TASK STATEMENT: Gather every line of the items below that contains the word "drum", and copy each one.

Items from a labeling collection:
= = = = = = =
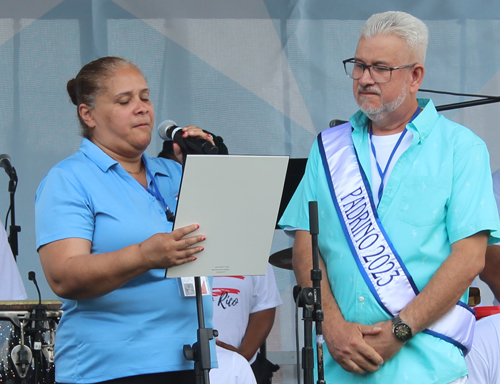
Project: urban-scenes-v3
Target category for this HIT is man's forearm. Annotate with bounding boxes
[400,232,488,334]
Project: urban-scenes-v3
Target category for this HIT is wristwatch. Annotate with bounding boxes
[392,315,413,342]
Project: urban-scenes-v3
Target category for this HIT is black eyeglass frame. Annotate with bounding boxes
[342,57,417,84]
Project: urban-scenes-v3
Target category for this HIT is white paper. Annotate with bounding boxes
[167,155,288,277]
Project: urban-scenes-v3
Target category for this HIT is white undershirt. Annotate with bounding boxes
[370,131,413,206]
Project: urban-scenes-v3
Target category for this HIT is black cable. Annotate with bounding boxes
[418,89,500,99]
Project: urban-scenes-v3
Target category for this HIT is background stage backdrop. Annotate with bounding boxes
[0,0,500,382]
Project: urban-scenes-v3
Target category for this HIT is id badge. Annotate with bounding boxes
[177,276,212,297]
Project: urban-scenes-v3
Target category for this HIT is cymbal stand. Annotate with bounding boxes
[294,201,326,384]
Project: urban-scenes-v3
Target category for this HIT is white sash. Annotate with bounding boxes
[318,123,476,354]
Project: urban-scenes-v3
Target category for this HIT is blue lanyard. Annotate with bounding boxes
[369,107,420,204]
[143,160,175,223]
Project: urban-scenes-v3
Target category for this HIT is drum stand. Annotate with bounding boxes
[183,276,218,384]
[294,201,326,384]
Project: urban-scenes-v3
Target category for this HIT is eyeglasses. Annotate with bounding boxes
[342,58,417,84]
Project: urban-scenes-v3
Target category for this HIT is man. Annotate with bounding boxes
[280,12,499,384]
[0,222,28,301]
[479,169,500,305]
[212,264,283,384]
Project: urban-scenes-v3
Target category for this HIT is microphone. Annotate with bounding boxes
[158,120,219,155]
[0,154,17,182]
[28,271,42,305]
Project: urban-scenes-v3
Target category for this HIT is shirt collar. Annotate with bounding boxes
[349,99,439,141]
[79,138,169,176]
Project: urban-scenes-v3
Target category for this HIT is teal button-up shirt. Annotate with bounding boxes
[280,99,500,384]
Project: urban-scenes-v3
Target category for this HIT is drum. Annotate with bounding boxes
[0,300,62,384]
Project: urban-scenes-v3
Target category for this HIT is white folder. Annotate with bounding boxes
[166,155,288,277]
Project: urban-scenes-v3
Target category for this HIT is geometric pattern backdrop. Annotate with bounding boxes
[0,0,500,380]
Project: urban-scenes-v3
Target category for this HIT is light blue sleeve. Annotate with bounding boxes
[35,168,94,249]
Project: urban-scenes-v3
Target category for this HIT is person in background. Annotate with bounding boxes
[212,264,283,384]
[280,11,500,384]
[0,222,28,301]
[479,169,500,305]
[465,170,500,384]
[35,57,216,384]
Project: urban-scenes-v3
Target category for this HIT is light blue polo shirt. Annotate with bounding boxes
[35,139,216,383]
[279,99,500,384]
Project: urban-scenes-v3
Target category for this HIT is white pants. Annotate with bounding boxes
[450,376,468,384]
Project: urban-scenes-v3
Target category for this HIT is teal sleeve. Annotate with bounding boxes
[447,139,500,244]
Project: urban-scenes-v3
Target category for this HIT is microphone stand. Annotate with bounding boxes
[294,201,326,384]
[9,167,21,261]
[28,271,48,383]
[177,148,214,384]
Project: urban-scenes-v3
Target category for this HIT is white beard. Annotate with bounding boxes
[358,82,408,122]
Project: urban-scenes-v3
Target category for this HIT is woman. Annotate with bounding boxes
[35,57,215,383]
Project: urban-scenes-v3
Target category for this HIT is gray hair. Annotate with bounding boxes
[360,11,429,64]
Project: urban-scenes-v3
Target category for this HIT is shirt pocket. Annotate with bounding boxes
[398,176,449,227]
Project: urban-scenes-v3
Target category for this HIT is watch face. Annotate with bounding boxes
[394,323,412,341]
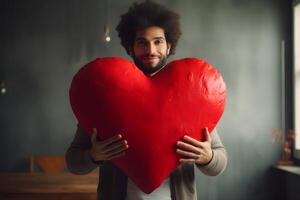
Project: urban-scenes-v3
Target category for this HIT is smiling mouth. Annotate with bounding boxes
[142,57,159,63]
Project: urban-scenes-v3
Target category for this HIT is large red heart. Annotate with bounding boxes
[70,57,226,193]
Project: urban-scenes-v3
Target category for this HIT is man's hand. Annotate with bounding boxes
[89,128,129,161]
[176,128,213,165]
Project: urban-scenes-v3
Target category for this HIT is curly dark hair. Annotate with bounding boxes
[116,0,181,55]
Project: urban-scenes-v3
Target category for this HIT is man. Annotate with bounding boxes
[66,1,227,200]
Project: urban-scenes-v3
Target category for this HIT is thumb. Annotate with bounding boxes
[204,127,211,143]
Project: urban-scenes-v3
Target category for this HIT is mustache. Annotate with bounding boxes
[141,54,160,58]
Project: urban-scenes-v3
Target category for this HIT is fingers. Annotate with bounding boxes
[203,127,212,143]
[103,140,129,154]
[183,135,202,147]
[107,145,129,157]
[179,158,196,163]
[108,151,126,160]
[176,149,199,159]
[101,134,122,146]
[177,141,200,154]
[91,128,97,144]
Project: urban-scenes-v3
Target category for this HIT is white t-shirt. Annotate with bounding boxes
[126,177,171,200]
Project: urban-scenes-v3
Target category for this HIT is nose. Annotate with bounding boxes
[146,42,156,55]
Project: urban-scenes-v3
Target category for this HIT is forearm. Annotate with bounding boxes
[66,126,98,174]
[196,129,227,176]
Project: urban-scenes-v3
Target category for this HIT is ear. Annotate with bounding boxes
[167,43,171,56]
[128,48,133,57]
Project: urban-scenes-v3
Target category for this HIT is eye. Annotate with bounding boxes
[154,40,164,45]
[136,40,145,45]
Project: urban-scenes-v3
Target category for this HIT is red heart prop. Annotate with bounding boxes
[70,57,226,194]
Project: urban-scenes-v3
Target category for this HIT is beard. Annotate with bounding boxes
[132,55,167,75]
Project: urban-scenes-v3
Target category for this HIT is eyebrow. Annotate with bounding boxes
[135,36,165,41]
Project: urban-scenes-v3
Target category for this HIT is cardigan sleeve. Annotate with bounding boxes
[65,125,99,174]
[196,128,227,176]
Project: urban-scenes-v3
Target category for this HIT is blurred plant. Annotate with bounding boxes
[272,129,295,165]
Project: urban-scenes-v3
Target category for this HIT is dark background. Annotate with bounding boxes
[0,0,292,200]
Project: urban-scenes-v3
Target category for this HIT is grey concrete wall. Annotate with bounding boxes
[0,0,291,200]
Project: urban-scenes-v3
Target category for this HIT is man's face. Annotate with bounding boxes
[131,26,171,74]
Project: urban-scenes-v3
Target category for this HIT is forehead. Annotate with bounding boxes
[135,26,165,40]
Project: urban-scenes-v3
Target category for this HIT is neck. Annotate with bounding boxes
[146,65,166,77]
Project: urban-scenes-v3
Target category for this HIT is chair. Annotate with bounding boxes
[29,156,66,174]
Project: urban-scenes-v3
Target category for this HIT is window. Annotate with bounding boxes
[293,1,300,159]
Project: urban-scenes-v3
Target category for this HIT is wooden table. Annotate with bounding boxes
[0,172,99,200]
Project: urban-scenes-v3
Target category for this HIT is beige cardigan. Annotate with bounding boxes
[66,126,227,200]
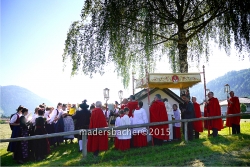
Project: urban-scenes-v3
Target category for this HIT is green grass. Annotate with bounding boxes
[0,120,250,166]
= = = = = = =
SOLUTION:
Target category for this HIT is drum stand. Annotate with bounding boxes
Target category for this HIT is drum. Annotate with bounding boxes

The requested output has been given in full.